In every item, swap "clicks" for "points" and write out the lines again with nothing else altered. Omit the pictures.

(DATA SECTION begins)

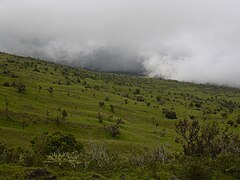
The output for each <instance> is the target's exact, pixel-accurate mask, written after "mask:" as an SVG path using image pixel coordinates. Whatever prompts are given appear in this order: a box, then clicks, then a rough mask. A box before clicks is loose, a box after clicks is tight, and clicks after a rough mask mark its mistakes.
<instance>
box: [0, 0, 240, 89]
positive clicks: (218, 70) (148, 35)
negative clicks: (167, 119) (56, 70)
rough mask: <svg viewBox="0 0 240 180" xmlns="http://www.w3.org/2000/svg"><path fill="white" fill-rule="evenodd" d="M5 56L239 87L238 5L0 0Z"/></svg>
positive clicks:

(DATA SECTION ends)

▶ [RESULT FOR THIS TASK]:
The output for each <instance> is the target's exact, pixel-accurate mask, written after "mask:" as an SVG path using image pixel coordinates. Whatever prompts are given appear in this order: a box, then points, then a rough mask. A box before points is loose, a box after points is tight, and points after a rough mask mark its mistakes.
<instance>
box: [0, 0, 240, 89]
positive points: (218, 70) (148, 35)
negative points: (167, 119) (56, 70)
rough mask: <svg viewBox="0 0 240 180" xmlns="http://www.w3.org/2000/svg"><path fill="white" fill-rule="evenodd" d="M5 56L239 87L238 5L0 0Z"/></svg>
positive points:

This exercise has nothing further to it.